** Page extract follows **

A typical run of the prompt above has Claude call query_records (filter alerts by severity = Critical, newest first), then get_record to read it, then create_record on comments with its summary — each step a tool call pyfsr executes against the live appliance. Because dispatch() returns errors as {"error": {...}} data rather than raising, a bad call just comes back as a tool result Claude can read and correct, and the loop keeps going.

Tip

Install the SDK with pip install anthropic. The same loop works against the bundled MCP server or OpenAI’s function calling — only the transport changes, not the registry.

OpenAI function calling¶

from pyfsr.tools import to_openai_tools, dispatch

tools = to_openai_tools()                          # feed to chat.completions
result = dispatch(client, "search_records", {"module": "alerts"})

Bundled MCP server¶

Install the extra and run the server over the tool registry:

pip install "pyfsr[mcp]"
python -m pyfsr.mcp

The server reads FSR_* environment variables (see Authentication) to build its client, and exposes the same registry of tools to any MCP-compatible host.

Two MCP servers: pyfsr vs fsr_playbooks¶

pyfsr ships the runtime/admin MCP server (this one); the separate fsr_playbooks package ships the playbook-authoring MCP server (python -m fsr_playbooks.mcp_server or fsrpb mcp). They share the same FSR_* environment (fsr_playbooks builds its FortiSOAR client from the same vars), so point both at one appliance. An agent that must create modules, configure connectors, run connector actions, and build playbooks uses both:

Task	Server	Tool(s)

** End of Page extract **

_Exercises_:
(1) Please write out the portion of the pyfsr documentation between "Install the SDK" and "not the registry.", inclusive.
(2) Translate this sentence from the pyfsr documentation into Spanish: "The server reads FSR_* environment variables (see Authentication) to build its client, and exposes the same registry of tools to any MCP-compatible host."
(3) Carry on the pyfsr documentation from its last line.

** Given records follows **

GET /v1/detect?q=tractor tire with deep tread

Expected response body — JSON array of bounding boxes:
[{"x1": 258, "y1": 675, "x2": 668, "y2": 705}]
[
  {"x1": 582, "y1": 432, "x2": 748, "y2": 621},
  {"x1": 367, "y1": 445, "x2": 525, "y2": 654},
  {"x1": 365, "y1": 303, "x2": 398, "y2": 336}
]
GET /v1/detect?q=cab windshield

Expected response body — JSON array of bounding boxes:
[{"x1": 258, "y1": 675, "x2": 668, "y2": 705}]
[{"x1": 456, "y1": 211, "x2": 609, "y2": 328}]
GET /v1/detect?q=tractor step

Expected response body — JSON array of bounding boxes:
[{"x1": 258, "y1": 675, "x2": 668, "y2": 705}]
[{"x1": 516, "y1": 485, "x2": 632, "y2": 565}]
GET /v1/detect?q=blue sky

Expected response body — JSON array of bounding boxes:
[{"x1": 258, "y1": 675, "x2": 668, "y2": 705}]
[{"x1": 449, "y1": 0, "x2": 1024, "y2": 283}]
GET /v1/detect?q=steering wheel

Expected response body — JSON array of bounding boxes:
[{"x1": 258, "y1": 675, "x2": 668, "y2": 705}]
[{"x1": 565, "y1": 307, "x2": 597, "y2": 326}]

** End of Given records **

_Set of answers_:
(1)
Install the SDK with pip install anthropic. The same loop works against the bundled MCP server or OpenAI’s function calling — only the transport changes, not the registry.

(2) El servidor lee las variables de entorno FSR_* (consulte Authentication) para crear su cliente, y expone el mismo registro de herramientas a cualquier host compatible con MCP.

(3)
Create custom modules	pyfsr	`create_module` → `publish` (grant RBAC via `grant_to`)
Configure connectors	pyfsr	`default_connector_config` → `validate_connector_config` → `upsert_connector_configuration`
Run connector actions	pyfsr	`run_connector_operation` (fsr_playbooks’ `run_op` is the richer, safety-gated variant for authoring)
Build playbooks	fsr_playbooks	`compile_yaml` → `validate_yaml` → `push_playbook` → `dry_run_playbook`; debug with `why_did_playbook_fail`, `step_test`
Trigger & verify a run	pyfsr	create a triggering record → `wait_for_playbook_run` → `why_playbook_failed`

pyfsr owns discovery, record CRUD, module admin, connector config, connector run, and playbook run inspection/debugging. fsr_playbooks owns the playbook DSL — compile/validate/push/dry-run, step-type and connector-op discovery (get_step_type, get_op_schema, find_operation), single-step step_test, and recipes. The two don’t overlap on the four tasks, so running both gives an agent the full create-configure-run-build loop with no gaps.